- [The request]
Copy out every line of the records below word for word, leaving out the pictures.

Point placement records:
— begin —
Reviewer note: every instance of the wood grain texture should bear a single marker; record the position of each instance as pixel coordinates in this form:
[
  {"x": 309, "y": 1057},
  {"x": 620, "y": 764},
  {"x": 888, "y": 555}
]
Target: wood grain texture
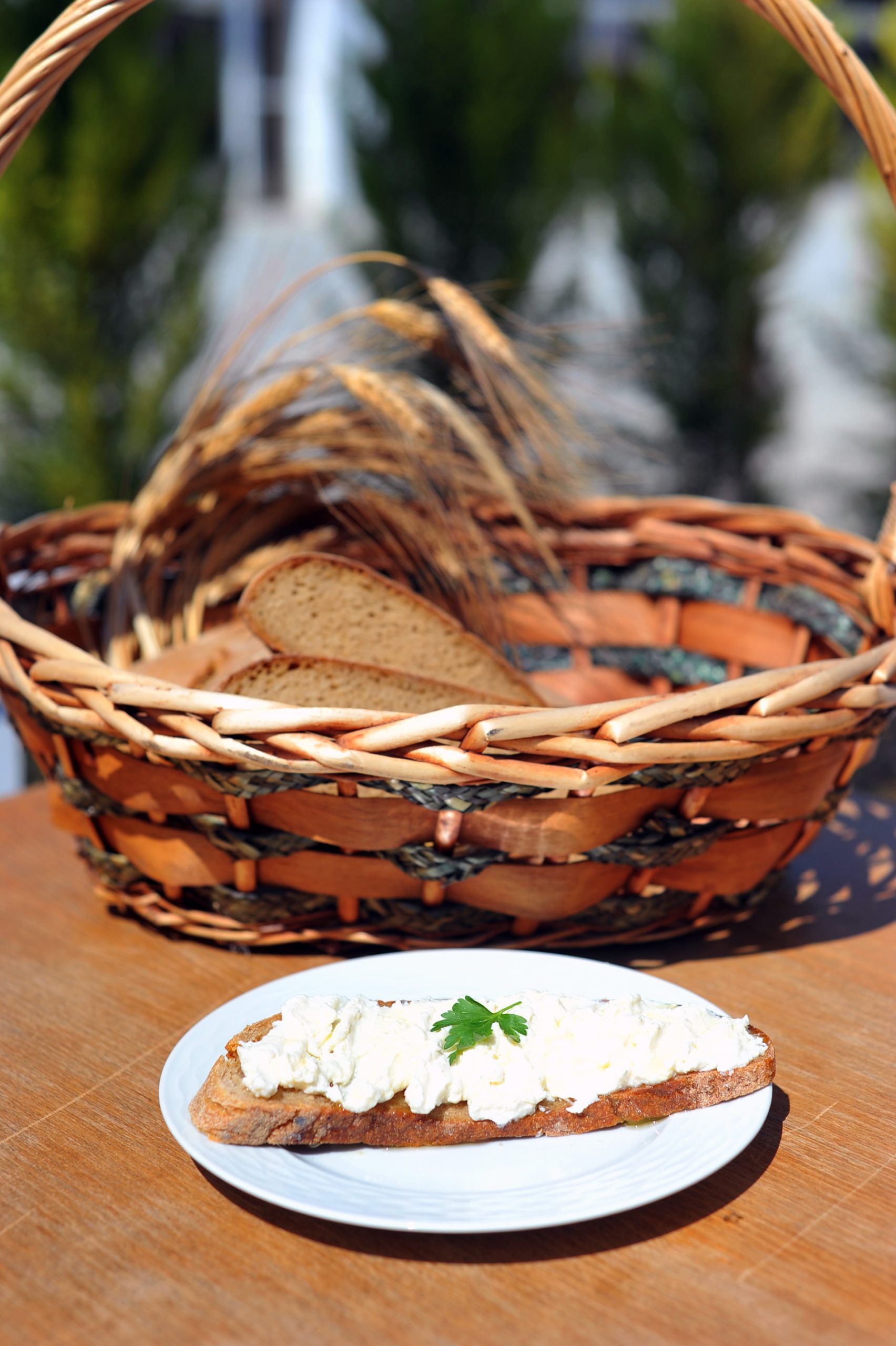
[{"x": 109, "y": 1233}]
— end —
- [Full output]
Reviewer note: every instance of the wood grain texture should bear a single marker; record the position of each instance as pixel coordinates in this form:
[
  {"x": 309, "y": 1057},
  {"x": 620, "y": 764},
  {"x": 888, "y": 555}
]
Target: wood grain texture
[{"x": 109, "y": 1233}]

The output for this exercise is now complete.